# [Stated goal]
How many lines in the entries below contain the string "Target"? Case counts, so match capital and small letters. Reply with the number only.
________________________
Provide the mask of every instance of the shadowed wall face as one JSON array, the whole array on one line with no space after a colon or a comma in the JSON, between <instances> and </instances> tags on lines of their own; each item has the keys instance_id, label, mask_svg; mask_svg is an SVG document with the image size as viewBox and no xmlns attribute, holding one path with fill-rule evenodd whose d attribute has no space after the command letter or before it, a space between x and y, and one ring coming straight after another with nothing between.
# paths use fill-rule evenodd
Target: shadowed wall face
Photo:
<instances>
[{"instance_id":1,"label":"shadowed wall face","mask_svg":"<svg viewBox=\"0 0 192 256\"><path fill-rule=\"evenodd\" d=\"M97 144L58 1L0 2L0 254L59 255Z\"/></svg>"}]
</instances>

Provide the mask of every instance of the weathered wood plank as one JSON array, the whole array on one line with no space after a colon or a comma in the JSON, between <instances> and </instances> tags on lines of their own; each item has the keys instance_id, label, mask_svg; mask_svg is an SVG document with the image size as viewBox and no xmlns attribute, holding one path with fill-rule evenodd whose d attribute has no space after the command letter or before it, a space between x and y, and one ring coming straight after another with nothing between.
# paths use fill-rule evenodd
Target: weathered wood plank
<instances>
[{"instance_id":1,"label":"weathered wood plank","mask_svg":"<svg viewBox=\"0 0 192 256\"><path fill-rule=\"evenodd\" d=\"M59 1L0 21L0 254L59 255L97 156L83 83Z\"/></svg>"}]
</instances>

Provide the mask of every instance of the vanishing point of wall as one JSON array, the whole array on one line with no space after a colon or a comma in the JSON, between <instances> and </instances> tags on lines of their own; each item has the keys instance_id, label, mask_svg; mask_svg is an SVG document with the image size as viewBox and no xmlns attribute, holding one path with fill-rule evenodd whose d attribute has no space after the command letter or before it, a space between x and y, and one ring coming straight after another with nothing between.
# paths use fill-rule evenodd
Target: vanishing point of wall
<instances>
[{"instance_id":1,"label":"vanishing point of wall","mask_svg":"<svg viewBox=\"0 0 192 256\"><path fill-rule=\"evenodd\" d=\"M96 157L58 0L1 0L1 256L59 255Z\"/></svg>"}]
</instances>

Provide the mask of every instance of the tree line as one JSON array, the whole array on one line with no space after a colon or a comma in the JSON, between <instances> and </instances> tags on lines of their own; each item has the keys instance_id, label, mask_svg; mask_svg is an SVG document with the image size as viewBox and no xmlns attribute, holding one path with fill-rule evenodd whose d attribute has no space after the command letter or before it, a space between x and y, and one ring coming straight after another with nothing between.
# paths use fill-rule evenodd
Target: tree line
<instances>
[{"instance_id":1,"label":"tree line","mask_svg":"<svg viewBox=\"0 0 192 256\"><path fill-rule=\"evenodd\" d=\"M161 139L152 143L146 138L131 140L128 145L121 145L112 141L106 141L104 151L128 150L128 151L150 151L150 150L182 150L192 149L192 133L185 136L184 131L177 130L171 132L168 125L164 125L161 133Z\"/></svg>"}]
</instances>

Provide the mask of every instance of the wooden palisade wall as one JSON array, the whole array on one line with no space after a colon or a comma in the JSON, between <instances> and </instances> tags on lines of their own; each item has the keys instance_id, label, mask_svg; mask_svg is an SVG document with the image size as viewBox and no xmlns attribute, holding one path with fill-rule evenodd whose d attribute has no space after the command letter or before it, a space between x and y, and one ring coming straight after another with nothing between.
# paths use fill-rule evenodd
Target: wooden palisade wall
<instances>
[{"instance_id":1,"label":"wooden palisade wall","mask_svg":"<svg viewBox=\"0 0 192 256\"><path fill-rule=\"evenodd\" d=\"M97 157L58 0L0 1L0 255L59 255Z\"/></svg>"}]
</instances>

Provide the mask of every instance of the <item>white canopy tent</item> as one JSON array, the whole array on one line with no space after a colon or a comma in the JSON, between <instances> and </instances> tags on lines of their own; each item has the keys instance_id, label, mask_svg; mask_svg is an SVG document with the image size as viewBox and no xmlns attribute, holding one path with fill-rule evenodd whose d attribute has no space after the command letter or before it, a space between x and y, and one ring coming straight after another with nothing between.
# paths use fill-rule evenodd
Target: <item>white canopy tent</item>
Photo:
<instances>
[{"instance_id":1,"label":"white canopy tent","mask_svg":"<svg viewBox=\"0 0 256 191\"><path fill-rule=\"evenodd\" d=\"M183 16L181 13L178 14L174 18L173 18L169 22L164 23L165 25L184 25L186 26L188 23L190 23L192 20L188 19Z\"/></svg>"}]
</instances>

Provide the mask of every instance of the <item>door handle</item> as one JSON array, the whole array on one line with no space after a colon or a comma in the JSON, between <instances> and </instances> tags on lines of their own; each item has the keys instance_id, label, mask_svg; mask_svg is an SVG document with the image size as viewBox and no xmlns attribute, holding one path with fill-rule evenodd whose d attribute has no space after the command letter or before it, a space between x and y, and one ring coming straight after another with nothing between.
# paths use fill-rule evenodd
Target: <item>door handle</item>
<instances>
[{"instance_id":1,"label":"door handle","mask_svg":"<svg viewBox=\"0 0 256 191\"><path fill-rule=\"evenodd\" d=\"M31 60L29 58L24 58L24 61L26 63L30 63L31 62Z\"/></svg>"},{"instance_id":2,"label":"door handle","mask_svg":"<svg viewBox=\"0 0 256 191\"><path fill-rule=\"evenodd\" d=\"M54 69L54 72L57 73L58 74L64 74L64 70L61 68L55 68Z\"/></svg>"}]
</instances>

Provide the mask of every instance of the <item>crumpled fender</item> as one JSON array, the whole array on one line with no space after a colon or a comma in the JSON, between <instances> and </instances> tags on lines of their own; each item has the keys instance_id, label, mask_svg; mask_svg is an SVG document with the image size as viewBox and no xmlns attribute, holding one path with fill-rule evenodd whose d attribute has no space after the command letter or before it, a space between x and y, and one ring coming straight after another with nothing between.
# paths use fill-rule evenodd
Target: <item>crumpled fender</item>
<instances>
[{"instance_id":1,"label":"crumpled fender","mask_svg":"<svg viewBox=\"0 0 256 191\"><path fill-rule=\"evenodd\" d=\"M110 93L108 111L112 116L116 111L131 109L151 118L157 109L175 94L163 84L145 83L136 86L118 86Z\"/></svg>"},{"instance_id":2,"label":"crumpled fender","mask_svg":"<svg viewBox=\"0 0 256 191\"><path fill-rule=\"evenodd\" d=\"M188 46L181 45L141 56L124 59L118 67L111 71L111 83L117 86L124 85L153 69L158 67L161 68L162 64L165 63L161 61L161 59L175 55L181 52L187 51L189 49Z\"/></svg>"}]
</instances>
________________________
# [Worked solution]
8